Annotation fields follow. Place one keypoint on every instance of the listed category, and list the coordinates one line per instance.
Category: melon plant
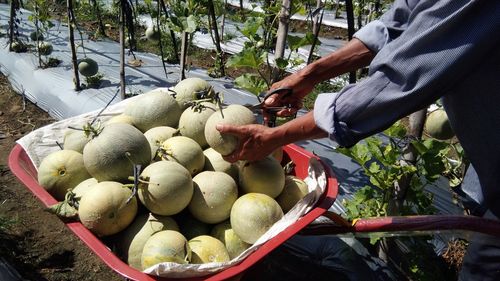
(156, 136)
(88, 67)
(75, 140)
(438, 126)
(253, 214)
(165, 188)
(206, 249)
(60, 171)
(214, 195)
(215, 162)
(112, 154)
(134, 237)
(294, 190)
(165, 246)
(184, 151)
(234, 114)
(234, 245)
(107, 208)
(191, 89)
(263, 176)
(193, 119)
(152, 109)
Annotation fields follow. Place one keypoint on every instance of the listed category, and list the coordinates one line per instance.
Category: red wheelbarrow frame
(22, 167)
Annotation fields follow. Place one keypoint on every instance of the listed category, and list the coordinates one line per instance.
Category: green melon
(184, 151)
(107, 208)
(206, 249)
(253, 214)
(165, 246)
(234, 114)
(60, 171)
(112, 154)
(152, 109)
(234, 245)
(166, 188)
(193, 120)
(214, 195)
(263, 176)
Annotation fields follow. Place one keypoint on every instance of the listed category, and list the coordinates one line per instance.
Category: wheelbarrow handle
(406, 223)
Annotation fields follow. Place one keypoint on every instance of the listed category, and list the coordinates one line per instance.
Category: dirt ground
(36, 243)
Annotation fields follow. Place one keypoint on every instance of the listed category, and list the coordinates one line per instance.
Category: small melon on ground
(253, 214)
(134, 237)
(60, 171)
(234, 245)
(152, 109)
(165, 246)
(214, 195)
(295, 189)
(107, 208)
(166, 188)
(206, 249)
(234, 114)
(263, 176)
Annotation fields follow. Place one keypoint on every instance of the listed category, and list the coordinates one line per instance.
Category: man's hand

================

Problem description: Rewrite the whole listing above as a numbered list, one line per number, skipping any blank lines. Leave the pictures out.

Completed exercise:
1. Annotation fields follow. Place one keypoint on every instance of the listed category, and list the coordinates one line per instance.
2. Category: melon plant
3. (156, 136)
4. (88, 67)
5. (75, 140)
6. (438, 126)
7. (253, 214)
8. (165, 188)
9. (206, 249)
10. (60, 171)
11. (214, 195)
12. (215, 162)
13. (112, 154)
14. (134, 237)
15. (294, 190)
16. (165, 246)
17. (184, 151)
18. (234, 114)
19. (234, 245)
20. (107, 208)
21. (191, 89)
22. (263, 176)
23. (193, 119)
24. (152, 109)
25. Annotation fields follow. Place one keypoint on every instance of the listed category, and list the coordinates one line per instance.
26. Category: red wheelbarrow frame
27. (22, 167)
28. Annotation fields follow. Place one keypoint on every instance of the listed category, and list the coordinates one line per instance.
29. Category: green melon
30. (184, 151)
31. (107, 208)
32. (206, 249)
33. (253, 214)
34. (165, 246)
35. (234, 114)
36. (60, 171)
37. (112, 154)
38. (152, 109)
39. (234, 245)
40. (166, 188)
41. (193, 120)
42. (214, 195)
43. (263, 176)
44. Annotation fields follow. Place one keypoint on every instance of the listed category, and list the coordinates one line per instance.
45. Category: wheelbarrow handle
46. (406, 223)
47. Annotation fields follow. Place one keypoint on every instance of the listed category, and list the coordinates one line per instance.
48. Category: dirt ground
49. (36, 243)
50. Annotation fields follow. Place one keypoint on every instance of the listed category, and list the coordinates one line per instance.
51. Category: small melon on ground
52. (253, 214)
53. (134, 237)
54. (60, 171)
55. (234, 245)
56. (152, 109)
57. (165, 246)
58. (214, 195)
59. (295, 189)
60. (107, 208)
61. (166, 188)
62. (206, 249)
63. (234, 114)
64. (263, 176)
65. Annotation fields follow. Place one keypoint on every instance of the listed category, and list the coordinates one line per instance.
66. Category: man's hand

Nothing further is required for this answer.